**Direction 1:** In the polynomial graph analysis page, what single term of a polynomial determines its end behavior?
**Direction 2:** Reproduce the polynomial graph analysis page word for word from "A zero of a" to "line (straight through)".

**Document section:**
College Algebra

Polynomial Graph Analysis

Last updated: March 2026 · Advanced

In Algebra 2, you learned to factor and graph quadratics and simple cubics. College algebra extends that analysis to any degree polynomial. We develop a systematic toolkit: end behavior, zeros with multiplicity, turning points, sign analysis, and the intermediate value theorem. Together, these tools let you sketch accurate graphs by hand.

End Behavior

The end behavior of a polynomial describes what happens to $f(x)$ as $x \to +\infty$ and $x \to -\infty$ . End behavior depends only on the leading term $a_n x^n$ .

Degree	Leading Coefficient	As $x \to +\infty$	As $x \to -\infty$
Even	Positive ( $a_n > 0$ )	$f(x) \to +\infty$	$f(x) \to +\infty$
Even	Negative ( $a_n < 0$ )	$f(x) \to -\infty$	$f(x) \to -\infty$
Odd	Positive ( $a_n > 0$ )	$f(x) \to +\infty$	$f(x) \to -\infty$
Odd	Negative ( $a_n < 0$ )	$f(x) \to -\infty$	$f(x) \to +\infty$

Memory aid: Even degree = both ends go the same direction. Odd degree = ends go opposite directions. Positive leading coefficient = right end goes up.

Worked Example 1: End Behavior

Describe the end behavior of $f(x) = -2x^5 + 3x^3 - x + 7$ .

The leading term is $-2x^5$ : odd degree with negative coefficient.

As $x \to +\infty$ : $f(x) \to -\infty$ (right end falls)
As $x \to -\infty$ : $f(x) \to +\infty$ (left end rises)

Zeros and Multiplicity

A zero of a polynomial is a value $c$ where $f(c) = 0$ . If $(x - c)^m$ is a factor but $(x - c)^{m+1}$ is not, then $c$ has multiplicity $m$ .

The multiplicity determines the graph’s behavior at the zero:

Odd multiplicity (1, 3, 5, …): the graph crosses the $x$ -axis at $c$
Even multiplicity (2, 4, 6, …): the graph touches (bounces off) the $x$ -axis at $c$
Multiplicity 1: crosses like a line (straight through)

**Data lines:**
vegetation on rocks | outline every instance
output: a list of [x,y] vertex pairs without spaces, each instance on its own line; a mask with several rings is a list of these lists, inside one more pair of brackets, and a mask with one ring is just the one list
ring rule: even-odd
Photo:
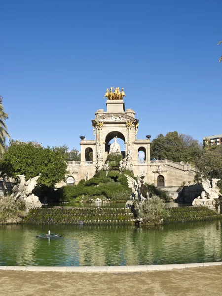
[[40,173],[38,186],[49,187],[65,179],[67,167],[66,158],[61,149],[12,140],[3,155],[0,168],[14,178],[25,175],[29,179]]
[[25,223],[50,224],[131,224],[135,222],[129,209],[62,208],[30,210]]
[[167,208],[169,215],[165,222],[185,222],[211,220],[221,218],[221,215],[207,207],[182,207]]
[[[115,161],[113,161],[113,166],[115,166]],[[61,199],[64,201],[89,201],[91,199],[102,199],[101,197],[103,197],[103,199],[112,201],[125,202],[130,198],[132,190],[128,188],[124,174],[133,177],[132,173],[128,170],[122,173],[118,170],[111,170],[106,177],[106,172],[101,170],[87,181],[81,180],[76,186],[63,187]]]
[[21,200],[15,201],[13,197],[0,199],[0,223],[19,223],[25,216],[25,204]]
[[164,202],[157,195],[153,195],[149,200],[135,201],[134,206],[137,218],[143,223],[160,224],[169,215]]
[[150,145],[151,159],[169,159],[193,163],[202,151],[201,146],[191,136],[178,134],[177,131],[160,134]]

**Final result 1:** The leading term, $a_n x^n$.

**Final result 2:**
A zero of a polynomial is a value $c$ where $f(c) = 0$ . If $(x - c)^m$ is a factor but $(x - c)^{m+1}$ is not, then $c$ has multiplicity $m$ .

The multiplicity determines the graph’s behavior at the zero:

Odd multiplicity (1, 3, 5, …): the graph crosses the $x$ -axis at $c$
Even multiplicity (2, 4, 6, …): the graph touches (bounces off) the $x$ -axis at $c$
Multiplicity 1: crosses like a line (straight through)